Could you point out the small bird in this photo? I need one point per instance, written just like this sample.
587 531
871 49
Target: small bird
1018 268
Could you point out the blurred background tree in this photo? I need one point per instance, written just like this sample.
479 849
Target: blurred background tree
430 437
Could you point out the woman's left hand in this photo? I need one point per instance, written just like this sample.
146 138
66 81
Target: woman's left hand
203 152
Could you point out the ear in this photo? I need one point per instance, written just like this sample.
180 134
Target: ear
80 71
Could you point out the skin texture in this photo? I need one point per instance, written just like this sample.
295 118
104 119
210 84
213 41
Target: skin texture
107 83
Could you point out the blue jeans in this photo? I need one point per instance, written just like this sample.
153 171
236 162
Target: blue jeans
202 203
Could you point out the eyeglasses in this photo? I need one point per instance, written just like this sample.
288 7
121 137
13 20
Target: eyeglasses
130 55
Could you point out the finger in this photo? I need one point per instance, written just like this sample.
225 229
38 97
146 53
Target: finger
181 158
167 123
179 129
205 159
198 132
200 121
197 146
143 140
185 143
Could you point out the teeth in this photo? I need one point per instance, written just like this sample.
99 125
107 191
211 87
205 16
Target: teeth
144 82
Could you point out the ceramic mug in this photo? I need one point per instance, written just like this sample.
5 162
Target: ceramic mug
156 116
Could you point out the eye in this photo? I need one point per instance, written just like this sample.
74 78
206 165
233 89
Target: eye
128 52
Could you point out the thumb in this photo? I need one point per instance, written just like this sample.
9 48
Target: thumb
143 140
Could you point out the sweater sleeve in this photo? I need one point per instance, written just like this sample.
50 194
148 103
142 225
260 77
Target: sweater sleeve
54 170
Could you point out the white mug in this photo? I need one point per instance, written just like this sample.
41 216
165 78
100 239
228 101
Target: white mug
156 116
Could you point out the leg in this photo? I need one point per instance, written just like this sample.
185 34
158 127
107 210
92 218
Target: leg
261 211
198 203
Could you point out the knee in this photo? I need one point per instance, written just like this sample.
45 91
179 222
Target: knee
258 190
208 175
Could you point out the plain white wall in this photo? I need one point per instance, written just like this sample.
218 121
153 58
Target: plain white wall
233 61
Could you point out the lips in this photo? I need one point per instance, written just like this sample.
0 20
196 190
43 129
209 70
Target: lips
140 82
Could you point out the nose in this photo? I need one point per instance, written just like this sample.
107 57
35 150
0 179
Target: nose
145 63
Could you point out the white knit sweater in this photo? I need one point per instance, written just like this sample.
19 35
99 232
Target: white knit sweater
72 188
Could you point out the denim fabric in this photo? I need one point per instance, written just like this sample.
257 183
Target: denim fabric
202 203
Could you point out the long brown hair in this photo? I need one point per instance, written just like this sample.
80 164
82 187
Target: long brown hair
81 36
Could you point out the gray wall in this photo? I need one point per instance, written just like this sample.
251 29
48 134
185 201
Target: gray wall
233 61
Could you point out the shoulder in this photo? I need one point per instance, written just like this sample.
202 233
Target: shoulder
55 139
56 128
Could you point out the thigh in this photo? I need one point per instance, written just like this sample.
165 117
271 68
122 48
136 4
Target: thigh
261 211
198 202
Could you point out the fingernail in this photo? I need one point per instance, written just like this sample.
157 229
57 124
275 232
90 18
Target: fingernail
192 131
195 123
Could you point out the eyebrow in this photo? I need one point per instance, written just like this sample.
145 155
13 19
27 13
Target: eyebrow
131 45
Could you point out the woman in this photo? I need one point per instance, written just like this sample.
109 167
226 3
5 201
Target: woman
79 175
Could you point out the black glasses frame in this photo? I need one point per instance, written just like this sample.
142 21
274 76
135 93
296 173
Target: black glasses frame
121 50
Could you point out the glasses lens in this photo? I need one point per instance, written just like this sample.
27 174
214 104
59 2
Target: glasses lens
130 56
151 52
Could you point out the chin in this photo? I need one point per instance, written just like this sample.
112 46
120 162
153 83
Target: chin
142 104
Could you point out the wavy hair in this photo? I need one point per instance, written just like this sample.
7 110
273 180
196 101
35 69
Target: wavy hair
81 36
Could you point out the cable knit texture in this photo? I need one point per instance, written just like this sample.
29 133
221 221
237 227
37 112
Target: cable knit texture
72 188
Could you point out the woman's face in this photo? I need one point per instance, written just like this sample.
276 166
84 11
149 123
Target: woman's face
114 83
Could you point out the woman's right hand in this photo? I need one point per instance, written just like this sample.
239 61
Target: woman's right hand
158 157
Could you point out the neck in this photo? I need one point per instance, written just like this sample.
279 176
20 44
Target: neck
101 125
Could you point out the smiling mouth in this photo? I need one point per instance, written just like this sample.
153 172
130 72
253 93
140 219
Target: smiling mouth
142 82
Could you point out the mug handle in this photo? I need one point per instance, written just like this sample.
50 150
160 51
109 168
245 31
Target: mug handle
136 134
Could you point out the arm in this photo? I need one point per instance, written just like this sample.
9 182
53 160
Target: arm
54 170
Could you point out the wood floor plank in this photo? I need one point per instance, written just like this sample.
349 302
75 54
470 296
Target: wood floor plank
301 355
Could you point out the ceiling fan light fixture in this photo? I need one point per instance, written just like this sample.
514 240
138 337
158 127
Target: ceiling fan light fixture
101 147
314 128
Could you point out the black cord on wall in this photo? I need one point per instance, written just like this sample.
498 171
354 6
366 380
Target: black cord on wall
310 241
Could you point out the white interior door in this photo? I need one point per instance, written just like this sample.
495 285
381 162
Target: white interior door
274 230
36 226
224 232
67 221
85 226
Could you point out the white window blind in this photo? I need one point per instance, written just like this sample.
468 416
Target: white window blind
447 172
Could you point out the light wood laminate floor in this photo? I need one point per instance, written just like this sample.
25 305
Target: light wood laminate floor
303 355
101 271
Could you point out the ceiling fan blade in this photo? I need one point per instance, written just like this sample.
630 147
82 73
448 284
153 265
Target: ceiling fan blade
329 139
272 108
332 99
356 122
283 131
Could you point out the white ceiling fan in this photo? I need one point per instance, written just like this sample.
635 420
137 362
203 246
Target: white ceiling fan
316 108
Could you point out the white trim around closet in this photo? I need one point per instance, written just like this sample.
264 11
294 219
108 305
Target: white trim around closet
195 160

--------------------------------

[YOUR ASSIGNMENT]
Your job is to copy all the records exactly.

[RESULT FOR THIS EXERCISE]
Could you point out the small bird in this photo? I need one point per instance, written just like this sample.
587 531
871 49
Target: small bird
1018 268
Could you point out the blurred background tree in this photo? I need one point per instance, written just like this sample.
479 849
Target: blurred background tree
430 437
Could you point out the woman's left hand in this photo? I need one point per instance, written just like this sample.
146 138
66 81
Target: woman's left hand
203 152
Could you point out the ear in this photo? I need one point per instance, written just like this sample.
180 134
Target: ear
80 71
Could you point out the skin texture in this photo? I need one point per instance, written just like this sample.
295 118
104 119
210 84
213 41
Target: skin texture
107 83
Could you point out the blue jeans in this photo? I need one point per instance, written just like this sample.
153 171
236 162
Target: blue jeans
202 203
Could you point out the eyeglasses in this photo? I need one point per instance, written just like this sample.
288 7
121 137
13 20
Target: eyeglasses
130 55
Could you point out the finger in this photo? I need one point per instance, written just like this sample.
225 229
38 97
146 53
Target: finger
181 158
167 123
179 129
205 159
198 132
200 121
197 146
143 140
185 143
Could you point out the teeth in this photo? I need one point per instance, written just like this sample.
99 125
107 191
211 87
205 16
Target: teeth
144 82
Could you point out the ceramic mug in this photo? I need one point per instance, written just like this sample.
5 162
Target: ceramic mug
156 116
Could you point out the eye in this photo? I need one point per instance, written just like this sample.
74 78
206 165
233 89
Target: eye
128 52
Could you point out the thumb in this photo? I need one point per instance, written just like this sample.
9 48
Target: thumb
143 140
Could you point out the sweater sleeve in this photo? I need one point per instance, written just like this sample.
50 194
148 103
142 225
260 77
Target: sweater sleeve
54 170
Could you point out the white mug in this photo? I need one point per instance, written just like this sample.
41 216
165 78
100 239
228 101
Target: white mug
156 116
Could you point out the leg in this photo? I need one point per instance, written just like this sample.
185 34
158 127
107 210
92 218
Target: leg
261 211
198 203
Could you point out the knee in this photo? I need one point per instance, written just like this sample.
45 91
179 222
Target: knee
258 190
208 175
Could you point out the plain white wall in this photo? I need one point per instance, written just like this sample.
218 121
153 58
Target: plain white wall
233 61
Could you point out the lips in this photo? I need one point per instance, written just like this sample.
0 20
196 190
43 129
209 70
Target: lips
140 82
Could you point out the nose in this photo? I need one point per instance, written just like this sample.
107 57
35 150
0 179
Target: nose
145 63
Could you point out the white knit sweater in this photo? I need one point per instance, written just like this sample.
19 35
99 232
Target: white knit sweater
72 188
Could you point out the denim fabric in this photo? I need one point per instance, written just like this sample.
257 183
Target: denim fabric
202 203
Could you point out the long brown hair in this photo? I need one point per instance, written just like this sample.
80 164
82 187
Target: long brown hair
81 36
Could you point out the gray wall in this photo? I need one point per instance, written just like this sample.
251 29
48 134
185 201
Target: gray wall
233 61
Could you point out the shoulder in this photo? I need one point per instance, written just like this sample.
202 233
Target: shoulder
55 139
56 128
Could you point out the thigh in this photo? I need one point per instance, written just like this sample.
165 117
271 68
122 48
136 4
Target: thigh
261 211
198 202
Could you point out the fingernail in this photo? I need one point per instance, written just like this sample.
157 229
57 124
275 232
90 18
Target: fingernail
192 131
195 123
Could you point out the eyebrow in this photo? I need one point per instance, written just like this sample.
145 155
13 19
27 13
Target: eyebrow
131 45
Could you point out the woman in this photo? I need one point per instance, written just like this sample.
109 167
226 3
5 201
Target: woman
79 175
Could you point out the black glasses frame in this photo? I need one point per instance, written just like this sample.
142 21
274 76
135 93
296 173
Target: black glasses frame
121 50
Could you point out the glasses lens in this photo? I need one point per instance, written just like this sample.
27 174
214 104
59 2
Target: glasses lens
130 56
151 52
Could you point out the chin in this photo? I need one point per instance, written just like this sample.
112 46
120 162
153 83
Target: chin
142 104
Could you point out the wavy hair in this photo? I need one point per instance, written just like this sample.
7 110
273 180
196 101
35 69
Target: wavy hair
81 36
Could you point out the cable knit texture in this photo? I need one point per instance, written just like this sample.
29 133
221 221
237 227
37 112
Target: cable knit texture
72 188
Could you point out the woman's face in this photo? I need one point per instance, written just like this sample.
276 166
84 11
149 123
Target: woman's face
114 83
Could you point out the woman's right hand in this photo? I need one point per instance, written just like this sample.
239 61
Target: woman's right hand
158 157
Could you point out the neck in this photo? I need one point per instance, written just like this sample.
279 176
20 44
Target: neck
101 125
Could you point out the smiling mouth in this photo? I need one point per instance, written just like this sample.
153 172
130 72
253 93
140 219
Target: smiling mouth
142 82
Could you point out the mug handle in this photo? I need one point per instance, written just like this sample.
50 150
160 51
109 168
245 31
Target: mug handle
136 134
Could you point out the arm in this photo? I need one point per instance, written just like this sample.
9 182
53 160
Target: arm
54 170
Could you point out the wood floor plank in this photo? I need one point per instance, written just like this sample.
349 302
75 54
470 296
Target: wood floor plank
301 355
Could you point out the ceiling fan light fixture in this photo? I need one point per instance, written just like this sample.
514 240
138 337
158 127
Target: ceiling fan light fixture
101 147
314 128
Could you point out the black cord on wall in this photo? I need one point per instance, written just like this sample.
498 171
354 6
366 380
Target: black cord on wall
310 241
Could you point out the white interior door in this photo? I need one point per instance, written just like this sample.
495 285
381 162
Target: white interior door
274 230
36 226
224 232
67 221
85 226
Could you point out the white window blind in this photo? I need one point per instance, written just like this sample.
468 416
Target: white window blind
447 172
Could you point out the light wood laminate floor in this photo? I need one point per instance, written just like this sample.
25 305
Target: light wood laminate floor
303 355
101 271
Could you point out the ceiling fan blade in this photo? I need one point per instance, written just like this sample.
630 147
82 73
448 284
153 265
Target: ceiling fan blade
329 139
272 108
332 99
356 122
283 131
Could you point out the white ceiling fan in this photo? I need one point per instance, written just like this sample.
635 420
137 362
203 246
Target: white ceiling fan
316 108
Could you point out the white trim around closet in this photo? I need one point per instance, written just like this sample.
264 11
294 219
108 305
Target: white trim around closet
195 160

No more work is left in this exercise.